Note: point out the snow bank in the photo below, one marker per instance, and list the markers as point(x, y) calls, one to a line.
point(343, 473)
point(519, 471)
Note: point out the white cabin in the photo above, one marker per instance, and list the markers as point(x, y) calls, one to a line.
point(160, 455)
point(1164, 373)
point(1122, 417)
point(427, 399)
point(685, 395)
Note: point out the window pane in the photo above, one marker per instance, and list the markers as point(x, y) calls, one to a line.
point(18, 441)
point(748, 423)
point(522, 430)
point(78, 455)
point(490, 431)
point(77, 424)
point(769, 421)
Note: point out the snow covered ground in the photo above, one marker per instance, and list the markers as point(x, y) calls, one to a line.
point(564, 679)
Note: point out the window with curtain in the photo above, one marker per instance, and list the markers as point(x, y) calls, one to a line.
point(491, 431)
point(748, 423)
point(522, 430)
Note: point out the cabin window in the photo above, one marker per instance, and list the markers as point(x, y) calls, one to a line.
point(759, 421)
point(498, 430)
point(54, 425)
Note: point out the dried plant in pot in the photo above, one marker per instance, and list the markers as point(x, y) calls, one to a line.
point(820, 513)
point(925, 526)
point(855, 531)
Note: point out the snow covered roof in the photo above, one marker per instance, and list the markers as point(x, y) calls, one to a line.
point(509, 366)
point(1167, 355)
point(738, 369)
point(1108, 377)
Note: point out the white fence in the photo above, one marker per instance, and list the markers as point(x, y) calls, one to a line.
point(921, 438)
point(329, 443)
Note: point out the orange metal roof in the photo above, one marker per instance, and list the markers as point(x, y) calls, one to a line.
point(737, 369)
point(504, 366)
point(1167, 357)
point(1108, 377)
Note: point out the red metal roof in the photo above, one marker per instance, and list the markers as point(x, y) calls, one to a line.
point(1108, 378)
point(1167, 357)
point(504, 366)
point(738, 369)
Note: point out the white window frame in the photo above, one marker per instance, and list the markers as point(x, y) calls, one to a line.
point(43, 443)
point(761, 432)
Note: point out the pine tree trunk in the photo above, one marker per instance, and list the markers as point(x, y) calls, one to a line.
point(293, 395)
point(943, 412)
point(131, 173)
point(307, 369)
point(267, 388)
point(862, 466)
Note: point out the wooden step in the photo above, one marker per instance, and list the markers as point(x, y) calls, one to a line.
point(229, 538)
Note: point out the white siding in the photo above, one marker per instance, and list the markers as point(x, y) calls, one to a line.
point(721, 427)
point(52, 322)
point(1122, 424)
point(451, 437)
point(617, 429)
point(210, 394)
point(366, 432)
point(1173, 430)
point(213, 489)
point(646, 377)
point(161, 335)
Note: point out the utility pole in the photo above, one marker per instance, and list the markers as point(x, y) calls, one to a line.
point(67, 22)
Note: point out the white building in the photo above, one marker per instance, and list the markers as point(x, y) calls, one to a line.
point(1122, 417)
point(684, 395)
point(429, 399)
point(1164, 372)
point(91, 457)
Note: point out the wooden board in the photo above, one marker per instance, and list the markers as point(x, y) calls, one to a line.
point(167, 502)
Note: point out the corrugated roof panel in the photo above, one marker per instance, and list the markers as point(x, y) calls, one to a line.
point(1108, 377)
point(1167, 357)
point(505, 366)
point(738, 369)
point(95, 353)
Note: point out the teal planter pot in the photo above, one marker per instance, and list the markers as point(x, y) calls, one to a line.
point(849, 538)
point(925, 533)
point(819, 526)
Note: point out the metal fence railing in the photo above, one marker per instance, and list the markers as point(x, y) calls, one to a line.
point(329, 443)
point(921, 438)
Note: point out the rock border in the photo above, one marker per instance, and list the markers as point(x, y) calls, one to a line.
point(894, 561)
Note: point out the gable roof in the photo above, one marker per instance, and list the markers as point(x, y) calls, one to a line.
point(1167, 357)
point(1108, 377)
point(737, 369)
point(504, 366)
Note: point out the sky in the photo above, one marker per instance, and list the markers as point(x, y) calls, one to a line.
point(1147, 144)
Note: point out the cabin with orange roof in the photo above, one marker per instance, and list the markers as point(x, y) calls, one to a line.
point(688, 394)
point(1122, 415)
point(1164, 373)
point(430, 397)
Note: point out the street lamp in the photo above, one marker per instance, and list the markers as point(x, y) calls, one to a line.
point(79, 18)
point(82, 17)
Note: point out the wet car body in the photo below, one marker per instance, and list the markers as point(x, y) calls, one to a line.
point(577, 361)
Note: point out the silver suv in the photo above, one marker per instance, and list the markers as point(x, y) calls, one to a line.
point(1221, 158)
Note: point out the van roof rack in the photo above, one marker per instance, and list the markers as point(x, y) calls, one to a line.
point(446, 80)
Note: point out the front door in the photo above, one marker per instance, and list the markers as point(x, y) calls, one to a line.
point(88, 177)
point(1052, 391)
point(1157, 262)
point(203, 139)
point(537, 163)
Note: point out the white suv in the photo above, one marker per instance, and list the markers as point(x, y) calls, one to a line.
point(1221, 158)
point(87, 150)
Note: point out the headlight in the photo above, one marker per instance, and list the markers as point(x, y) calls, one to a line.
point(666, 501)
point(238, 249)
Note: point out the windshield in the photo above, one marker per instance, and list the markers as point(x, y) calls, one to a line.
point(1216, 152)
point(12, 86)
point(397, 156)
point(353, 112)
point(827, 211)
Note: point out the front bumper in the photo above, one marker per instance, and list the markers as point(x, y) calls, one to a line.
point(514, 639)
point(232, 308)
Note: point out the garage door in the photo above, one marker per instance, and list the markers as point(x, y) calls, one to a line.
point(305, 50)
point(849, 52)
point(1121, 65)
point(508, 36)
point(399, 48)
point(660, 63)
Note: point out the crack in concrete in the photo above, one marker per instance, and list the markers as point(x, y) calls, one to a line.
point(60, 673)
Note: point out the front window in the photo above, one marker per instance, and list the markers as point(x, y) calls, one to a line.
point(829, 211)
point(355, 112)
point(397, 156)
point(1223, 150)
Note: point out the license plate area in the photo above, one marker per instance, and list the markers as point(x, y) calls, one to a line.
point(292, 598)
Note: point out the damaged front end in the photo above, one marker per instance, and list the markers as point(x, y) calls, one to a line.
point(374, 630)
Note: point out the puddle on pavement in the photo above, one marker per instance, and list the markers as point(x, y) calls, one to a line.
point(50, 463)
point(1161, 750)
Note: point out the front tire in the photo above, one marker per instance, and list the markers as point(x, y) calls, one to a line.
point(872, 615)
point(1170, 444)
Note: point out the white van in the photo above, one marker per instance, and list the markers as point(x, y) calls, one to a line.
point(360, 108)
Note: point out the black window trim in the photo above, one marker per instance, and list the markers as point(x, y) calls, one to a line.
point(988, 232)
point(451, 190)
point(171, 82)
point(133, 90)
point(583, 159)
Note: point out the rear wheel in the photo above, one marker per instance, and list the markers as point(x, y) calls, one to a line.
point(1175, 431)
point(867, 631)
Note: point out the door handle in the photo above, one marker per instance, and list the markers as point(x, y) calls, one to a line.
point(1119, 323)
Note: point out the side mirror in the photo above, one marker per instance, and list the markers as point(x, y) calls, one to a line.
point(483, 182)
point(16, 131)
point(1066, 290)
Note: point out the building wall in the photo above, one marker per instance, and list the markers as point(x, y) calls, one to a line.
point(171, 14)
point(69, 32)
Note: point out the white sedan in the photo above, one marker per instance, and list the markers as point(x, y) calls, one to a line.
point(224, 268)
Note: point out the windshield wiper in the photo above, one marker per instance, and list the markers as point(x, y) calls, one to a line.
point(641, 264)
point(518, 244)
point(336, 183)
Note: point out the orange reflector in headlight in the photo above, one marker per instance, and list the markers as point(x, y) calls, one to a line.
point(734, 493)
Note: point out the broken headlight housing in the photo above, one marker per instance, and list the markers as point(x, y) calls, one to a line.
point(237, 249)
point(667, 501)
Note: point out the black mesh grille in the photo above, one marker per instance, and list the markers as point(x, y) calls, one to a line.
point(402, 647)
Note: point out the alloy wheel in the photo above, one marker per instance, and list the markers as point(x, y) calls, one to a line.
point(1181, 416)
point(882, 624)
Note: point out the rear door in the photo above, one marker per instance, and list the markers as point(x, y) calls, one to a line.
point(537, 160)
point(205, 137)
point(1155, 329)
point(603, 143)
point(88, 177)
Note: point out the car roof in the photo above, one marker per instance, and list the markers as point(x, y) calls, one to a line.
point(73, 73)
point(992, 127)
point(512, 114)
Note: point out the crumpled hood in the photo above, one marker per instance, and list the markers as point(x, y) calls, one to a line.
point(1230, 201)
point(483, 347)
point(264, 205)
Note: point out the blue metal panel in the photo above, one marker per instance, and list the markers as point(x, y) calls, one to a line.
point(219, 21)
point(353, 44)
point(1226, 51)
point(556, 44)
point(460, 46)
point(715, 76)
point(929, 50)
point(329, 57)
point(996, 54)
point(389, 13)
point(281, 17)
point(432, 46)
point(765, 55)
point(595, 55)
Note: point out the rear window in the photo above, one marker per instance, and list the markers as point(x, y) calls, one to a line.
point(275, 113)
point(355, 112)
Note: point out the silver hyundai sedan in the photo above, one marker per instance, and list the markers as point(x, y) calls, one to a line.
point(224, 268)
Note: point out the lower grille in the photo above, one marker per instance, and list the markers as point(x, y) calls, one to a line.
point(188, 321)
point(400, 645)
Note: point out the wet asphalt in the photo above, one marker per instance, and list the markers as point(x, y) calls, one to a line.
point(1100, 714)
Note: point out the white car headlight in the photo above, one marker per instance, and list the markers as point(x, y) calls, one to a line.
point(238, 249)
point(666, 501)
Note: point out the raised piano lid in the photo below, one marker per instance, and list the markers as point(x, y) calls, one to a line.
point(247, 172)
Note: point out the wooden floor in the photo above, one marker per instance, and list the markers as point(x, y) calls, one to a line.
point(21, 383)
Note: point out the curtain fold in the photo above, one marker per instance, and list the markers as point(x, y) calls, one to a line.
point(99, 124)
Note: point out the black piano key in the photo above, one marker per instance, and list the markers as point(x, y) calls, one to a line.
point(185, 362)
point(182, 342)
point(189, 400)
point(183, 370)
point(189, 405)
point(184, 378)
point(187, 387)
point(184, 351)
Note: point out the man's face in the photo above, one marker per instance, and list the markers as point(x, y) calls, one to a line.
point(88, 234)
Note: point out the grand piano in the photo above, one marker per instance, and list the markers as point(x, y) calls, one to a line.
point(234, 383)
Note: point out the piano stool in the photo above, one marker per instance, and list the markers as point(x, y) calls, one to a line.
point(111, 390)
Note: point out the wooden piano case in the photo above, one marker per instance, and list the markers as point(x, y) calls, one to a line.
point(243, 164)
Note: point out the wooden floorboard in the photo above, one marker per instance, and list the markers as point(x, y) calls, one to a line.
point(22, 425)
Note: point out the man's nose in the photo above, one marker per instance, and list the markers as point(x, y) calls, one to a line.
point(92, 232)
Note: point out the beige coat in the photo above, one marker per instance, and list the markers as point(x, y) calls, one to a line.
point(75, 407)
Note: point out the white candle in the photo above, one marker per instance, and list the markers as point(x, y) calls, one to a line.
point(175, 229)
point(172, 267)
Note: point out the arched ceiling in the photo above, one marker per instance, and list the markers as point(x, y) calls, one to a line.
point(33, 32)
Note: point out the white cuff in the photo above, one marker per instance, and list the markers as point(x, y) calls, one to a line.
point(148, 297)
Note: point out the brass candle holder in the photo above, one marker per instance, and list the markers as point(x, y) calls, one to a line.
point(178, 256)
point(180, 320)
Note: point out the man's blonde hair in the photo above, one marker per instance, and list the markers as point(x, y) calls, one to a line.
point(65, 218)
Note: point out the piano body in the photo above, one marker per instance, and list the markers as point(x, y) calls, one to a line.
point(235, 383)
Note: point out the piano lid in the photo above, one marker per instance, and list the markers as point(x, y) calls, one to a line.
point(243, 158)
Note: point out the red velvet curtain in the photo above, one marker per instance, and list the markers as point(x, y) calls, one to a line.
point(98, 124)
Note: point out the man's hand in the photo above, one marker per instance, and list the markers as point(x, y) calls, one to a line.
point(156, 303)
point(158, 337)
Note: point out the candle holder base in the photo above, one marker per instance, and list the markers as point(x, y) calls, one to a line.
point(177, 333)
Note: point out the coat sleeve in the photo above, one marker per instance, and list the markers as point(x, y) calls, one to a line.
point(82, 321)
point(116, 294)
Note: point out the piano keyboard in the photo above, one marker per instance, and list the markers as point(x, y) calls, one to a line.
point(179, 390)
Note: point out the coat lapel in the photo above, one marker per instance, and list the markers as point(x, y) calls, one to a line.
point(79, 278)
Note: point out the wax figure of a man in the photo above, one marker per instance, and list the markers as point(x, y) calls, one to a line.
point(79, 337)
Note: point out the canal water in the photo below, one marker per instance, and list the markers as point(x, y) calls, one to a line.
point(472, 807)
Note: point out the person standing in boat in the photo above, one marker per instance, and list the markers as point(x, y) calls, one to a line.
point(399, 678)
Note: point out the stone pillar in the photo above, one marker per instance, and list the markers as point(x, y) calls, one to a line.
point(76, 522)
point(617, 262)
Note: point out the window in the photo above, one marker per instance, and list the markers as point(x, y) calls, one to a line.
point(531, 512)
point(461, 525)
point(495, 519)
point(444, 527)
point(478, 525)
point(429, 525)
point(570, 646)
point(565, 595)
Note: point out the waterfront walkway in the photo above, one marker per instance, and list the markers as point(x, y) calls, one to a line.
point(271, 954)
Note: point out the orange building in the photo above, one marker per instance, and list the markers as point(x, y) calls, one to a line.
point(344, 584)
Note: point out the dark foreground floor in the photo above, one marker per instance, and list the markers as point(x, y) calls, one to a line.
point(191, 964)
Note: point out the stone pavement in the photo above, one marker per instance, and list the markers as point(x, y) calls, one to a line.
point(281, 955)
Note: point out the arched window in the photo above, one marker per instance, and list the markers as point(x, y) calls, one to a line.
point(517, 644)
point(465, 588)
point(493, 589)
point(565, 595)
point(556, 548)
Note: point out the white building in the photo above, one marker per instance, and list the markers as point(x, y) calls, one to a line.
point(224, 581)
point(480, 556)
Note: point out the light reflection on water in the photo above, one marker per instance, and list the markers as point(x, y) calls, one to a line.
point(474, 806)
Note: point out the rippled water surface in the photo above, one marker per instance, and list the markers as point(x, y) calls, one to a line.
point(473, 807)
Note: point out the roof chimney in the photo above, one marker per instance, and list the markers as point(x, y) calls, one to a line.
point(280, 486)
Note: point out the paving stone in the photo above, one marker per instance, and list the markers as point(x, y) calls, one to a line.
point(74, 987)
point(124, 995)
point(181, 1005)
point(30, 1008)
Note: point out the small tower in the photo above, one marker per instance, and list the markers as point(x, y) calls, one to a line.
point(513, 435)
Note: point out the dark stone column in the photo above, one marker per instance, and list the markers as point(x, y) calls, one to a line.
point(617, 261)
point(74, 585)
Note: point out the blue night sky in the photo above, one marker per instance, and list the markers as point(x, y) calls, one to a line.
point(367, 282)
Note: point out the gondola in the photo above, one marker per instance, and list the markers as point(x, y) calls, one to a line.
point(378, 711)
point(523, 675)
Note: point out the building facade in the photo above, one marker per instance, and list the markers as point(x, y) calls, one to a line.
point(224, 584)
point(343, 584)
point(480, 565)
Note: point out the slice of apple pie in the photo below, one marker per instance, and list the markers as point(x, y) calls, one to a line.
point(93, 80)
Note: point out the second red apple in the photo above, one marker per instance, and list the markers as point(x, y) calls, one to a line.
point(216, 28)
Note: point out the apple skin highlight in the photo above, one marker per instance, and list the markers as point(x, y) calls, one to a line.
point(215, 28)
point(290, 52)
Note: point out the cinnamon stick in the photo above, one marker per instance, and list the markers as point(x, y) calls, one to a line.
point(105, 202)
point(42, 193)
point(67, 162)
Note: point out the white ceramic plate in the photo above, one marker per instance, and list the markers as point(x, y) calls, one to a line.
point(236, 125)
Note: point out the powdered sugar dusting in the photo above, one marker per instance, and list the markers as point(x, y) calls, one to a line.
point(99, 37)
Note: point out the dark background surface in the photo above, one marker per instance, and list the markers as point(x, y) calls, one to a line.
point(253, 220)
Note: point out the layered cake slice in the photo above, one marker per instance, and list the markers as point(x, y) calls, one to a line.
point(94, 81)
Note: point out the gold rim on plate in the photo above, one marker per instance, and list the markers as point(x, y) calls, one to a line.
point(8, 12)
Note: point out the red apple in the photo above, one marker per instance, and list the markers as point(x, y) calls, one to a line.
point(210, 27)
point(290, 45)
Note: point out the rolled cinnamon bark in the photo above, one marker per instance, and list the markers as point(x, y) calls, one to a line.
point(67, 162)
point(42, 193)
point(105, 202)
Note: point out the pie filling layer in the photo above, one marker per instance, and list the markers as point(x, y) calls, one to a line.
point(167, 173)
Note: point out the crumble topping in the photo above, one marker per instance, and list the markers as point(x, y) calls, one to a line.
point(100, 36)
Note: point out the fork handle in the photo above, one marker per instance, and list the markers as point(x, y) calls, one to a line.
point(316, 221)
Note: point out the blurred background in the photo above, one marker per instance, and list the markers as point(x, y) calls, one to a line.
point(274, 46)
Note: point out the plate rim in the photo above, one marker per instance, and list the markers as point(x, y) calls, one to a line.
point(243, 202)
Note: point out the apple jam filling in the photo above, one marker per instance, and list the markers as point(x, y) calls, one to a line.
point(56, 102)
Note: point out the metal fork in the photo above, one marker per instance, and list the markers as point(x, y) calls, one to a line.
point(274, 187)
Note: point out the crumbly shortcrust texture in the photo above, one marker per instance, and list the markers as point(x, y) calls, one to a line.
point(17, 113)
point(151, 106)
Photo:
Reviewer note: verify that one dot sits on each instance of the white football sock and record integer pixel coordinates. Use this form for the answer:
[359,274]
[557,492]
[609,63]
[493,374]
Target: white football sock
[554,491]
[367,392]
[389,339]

+++

- Directions -
Print again, word for word, the rows starting at the line that contains "Note: point out the piano body" and ending at the line that contains "point(79, 278)", including both of those lines.

- The solution -
Note: point out the piano body in the photo above, one marker per instance, and list the markers as point(x, y) calls, one to a line.
point(235, 383)
Note: point out the piano lid in the photo above, one marker per instance, and list the markers as point(x, y) calls, one to a line.
point(243, 158)
Note: point out the red velvet curtain in the photo above, one marker per instance, and list the markers as point(x, y) calls, one to a line.
point(98, 124)
Note: point out the man's hand in the photo above, one marker per instance, and list the markers as point(x, y) calls, one to a line.
point(156, 303)
point(158, 337)
Note: point out the candle holder base in the photo above, one marker per instance, and list the markers as point(x, y) calls, one to a line.
point(177, 333)
Note: point out the coat sleeve in the photo above, one marker per instance, and list the markers as point(x, y) calls, one to a line.
point(82, 321)
point(116, 294)
Note: point out the piano keyboard in the photo above, one marker per instance, and list the markers as point(x, y) calls, one to a line.
point(179, 390)
Note: point out the coat lapel in the photo above, one marker per instance, and list the markers as point(x, y) calls, one to a line.
point(79, 278)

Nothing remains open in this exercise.